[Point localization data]
=====
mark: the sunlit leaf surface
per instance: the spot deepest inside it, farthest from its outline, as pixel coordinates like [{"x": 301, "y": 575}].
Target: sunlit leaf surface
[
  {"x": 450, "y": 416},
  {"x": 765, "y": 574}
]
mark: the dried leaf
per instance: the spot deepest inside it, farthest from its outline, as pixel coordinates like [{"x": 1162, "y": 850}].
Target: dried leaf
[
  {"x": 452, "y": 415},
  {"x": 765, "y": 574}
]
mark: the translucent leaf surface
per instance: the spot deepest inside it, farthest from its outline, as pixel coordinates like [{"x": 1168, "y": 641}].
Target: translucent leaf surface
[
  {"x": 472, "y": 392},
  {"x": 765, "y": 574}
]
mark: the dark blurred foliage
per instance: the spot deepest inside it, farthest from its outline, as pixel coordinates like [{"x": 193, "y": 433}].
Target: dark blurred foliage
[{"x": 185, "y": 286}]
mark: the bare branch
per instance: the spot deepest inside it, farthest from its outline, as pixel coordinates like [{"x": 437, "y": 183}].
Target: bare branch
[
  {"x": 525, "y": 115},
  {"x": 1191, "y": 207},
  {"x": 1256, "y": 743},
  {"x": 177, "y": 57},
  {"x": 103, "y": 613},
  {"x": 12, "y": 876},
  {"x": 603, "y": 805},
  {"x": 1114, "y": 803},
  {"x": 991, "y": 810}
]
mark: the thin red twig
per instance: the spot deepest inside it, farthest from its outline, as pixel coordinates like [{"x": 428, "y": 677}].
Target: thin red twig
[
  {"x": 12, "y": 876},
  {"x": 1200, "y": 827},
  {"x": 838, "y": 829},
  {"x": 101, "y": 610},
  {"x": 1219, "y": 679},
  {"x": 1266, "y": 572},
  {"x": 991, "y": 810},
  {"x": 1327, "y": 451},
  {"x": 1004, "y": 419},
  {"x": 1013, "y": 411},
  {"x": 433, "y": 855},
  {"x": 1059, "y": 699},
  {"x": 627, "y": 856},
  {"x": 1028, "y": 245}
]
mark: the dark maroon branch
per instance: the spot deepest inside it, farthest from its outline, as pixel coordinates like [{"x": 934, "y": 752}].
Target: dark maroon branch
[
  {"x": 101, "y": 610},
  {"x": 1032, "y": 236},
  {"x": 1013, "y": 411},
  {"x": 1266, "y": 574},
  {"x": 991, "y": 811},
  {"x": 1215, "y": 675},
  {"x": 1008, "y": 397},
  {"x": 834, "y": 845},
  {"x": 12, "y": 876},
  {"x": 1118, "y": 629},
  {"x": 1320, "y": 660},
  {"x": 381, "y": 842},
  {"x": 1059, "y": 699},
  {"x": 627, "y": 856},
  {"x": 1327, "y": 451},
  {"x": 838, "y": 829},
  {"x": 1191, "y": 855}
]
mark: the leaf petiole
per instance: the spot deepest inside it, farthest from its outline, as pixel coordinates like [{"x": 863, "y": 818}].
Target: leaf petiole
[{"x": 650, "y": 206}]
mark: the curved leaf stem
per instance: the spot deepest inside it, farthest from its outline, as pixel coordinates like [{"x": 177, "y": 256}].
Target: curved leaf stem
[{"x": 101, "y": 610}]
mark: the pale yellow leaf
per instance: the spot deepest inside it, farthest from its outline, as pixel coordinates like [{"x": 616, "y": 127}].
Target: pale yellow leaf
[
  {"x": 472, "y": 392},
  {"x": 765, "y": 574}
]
=====
DESCRIPTION OF THE TASK: Pick out, from the lines above, every one that contains the string "mark".

FINISHED TASK:
mark: the sunlit leaf surface
mark: the dried leaf
mark: the translucent leaf surface
mark: the dark blurred foliage
mark: the bare branch
mark: the thin red twig
mark: the dark maroon branch
mark: the leaf petiole
mark: the curved leaf stem
mark: the pale yellow leaf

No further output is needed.